* QUOTED TEXT

Jonathan Portes and John van Reenen pick apart the arguments used to intially justify austerity policies and argue that delayed fiscal consolidation would have been a far better policy than immediate cuts.
When Britain’s coalition government announced its plan for aggressive fiscal consolidation on taking office in May 2010, three key arguments were advanced by its supporters.
The first was that there was no alternative: if borrowing continued on its current track, the gilts market would panic. In its extreme form, this was always scaremongering. But it has been disproved by events even more thoroughly than most of us expected. We are now on course to borrow even more than was planned before the austerity programme was announced. Yet long-term interest rates in Britain are at historic lows just as they are in virtually every industrialised country with monetary independence. This is the result of low growth, not fiscal consolidation.
The second argument was that fiscal consolidation would help, or at least not derail, recovery. Again, this relied more on faith than economics. While we shouldn’t read too much into last week’s output figures, the UK economy is hardly thriving. Its weakness is in large part the result of fiscal policy – the International Monetary Fund estimates that this has reduced gross domestic product by about 2.5 per cent so far.
The third, much more compelling, argument was that since, over the long run, the books have to balance, fiscal consolidation was inevitable. So why delay the pain? This sounds logical. But it contravenes the textbook prescription – followed successfully by the 1992-97 government – that deficit cutting should follow, not precede, sustained recovery. The economic case for delaying deficit reduction has been powerfully made by Brad Delong and Larry Summers, who argue that – given plausible assumptions about the impact of fiscal policy when economies are depressed, as opposed to “normal” times – this would yield big medium to long-term benefits.
On August 3rd the National Institute of Economic and Social Research (NIESR) publishes research that attempts to put hard numbers on the economic impact of immediate versus delayed fiscal consolidation in the UK. We look at the impact of implementing the same tax rises and spending cuts, only starting in 2014, when we assume the economy would have returned to “normal”. We also look at what would have happened without any consolidation at all.

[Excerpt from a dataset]
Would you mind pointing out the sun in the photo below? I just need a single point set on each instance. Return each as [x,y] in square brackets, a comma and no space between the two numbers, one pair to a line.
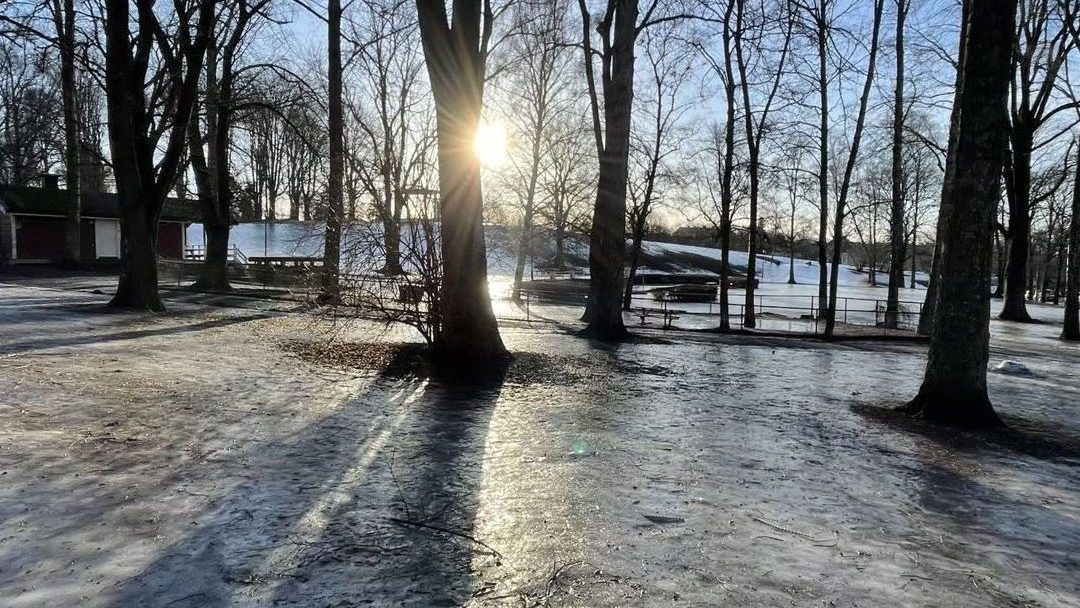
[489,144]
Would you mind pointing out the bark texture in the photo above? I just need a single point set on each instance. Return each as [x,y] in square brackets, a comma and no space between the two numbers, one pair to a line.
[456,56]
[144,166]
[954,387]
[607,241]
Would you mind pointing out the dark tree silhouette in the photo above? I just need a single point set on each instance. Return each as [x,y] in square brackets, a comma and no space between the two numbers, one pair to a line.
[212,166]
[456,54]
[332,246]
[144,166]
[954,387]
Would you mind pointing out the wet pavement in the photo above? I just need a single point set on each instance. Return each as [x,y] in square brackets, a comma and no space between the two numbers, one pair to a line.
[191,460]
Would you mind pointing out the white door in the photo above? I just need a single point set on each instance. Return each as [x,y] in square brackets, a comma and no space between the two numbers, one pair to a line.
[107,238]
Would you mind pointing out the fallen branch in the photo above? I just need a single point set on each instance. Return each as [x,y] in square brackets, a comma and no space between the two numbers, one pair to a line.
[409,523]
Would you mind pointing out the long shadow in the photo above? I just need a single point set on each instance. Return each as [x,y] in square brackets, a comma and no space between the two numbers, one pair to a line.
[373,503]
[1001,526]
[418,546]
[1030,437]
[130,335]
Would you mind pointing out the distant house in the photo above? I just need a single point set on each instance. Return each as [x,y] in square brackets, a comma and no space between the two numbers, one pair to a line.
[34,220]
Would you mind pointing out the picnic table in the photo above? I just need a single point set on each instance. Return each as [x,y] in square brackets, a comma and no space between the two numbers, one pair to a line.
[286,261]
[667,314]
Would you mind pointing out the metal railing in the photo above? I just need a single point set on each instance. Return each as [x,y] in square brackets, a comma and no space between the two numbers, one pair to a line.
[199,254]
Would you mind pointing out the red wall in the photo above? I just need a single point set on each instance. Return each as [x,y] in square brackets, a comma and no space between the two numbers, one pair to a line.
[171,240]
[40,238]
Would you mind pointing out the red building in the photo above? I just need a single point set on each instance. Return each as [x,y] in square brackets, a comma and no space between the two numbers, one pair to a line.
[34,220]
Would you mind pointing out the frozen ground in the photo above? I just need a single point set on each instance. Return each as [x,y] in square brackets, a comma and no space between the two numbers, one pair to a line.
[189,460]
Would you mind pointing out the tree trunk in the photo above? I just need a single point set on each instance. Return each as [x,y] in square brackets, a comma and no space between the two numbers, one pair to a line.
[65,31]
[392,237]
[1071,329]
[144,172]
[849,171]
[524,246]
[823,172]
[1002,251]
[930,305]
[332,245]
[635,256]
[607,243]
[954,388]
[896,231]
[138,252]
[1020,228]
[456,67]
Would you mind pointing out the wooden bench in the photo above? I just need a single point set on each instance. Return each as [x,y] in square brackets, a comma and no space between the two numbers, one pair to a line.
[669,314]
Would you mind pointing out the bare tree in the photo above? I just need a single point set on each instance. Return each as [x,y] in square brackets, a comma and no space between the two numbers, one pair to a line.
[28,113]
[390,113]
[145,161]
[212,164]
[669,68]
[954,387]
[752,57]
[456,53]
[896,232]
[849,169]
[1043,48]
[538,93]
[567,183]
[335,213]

* DIRECTIVES
**A.** Please translate this sentence from the austerity article into Spanish: "The second argument was that fiscal consolidation would help, or at least not derail, recovery."
**B.** Count the lines of the records that contain the string "tree", treating uppercase and lowercase as different, and give only the number.
The austerity article and the records are separate material.

* RESPONSES TO THE TASKS
**A.** El segundo argumento era que la consolidación fiscal ayudaría a la recuperación, o al menos no la haría descarrilar.

**B.** 3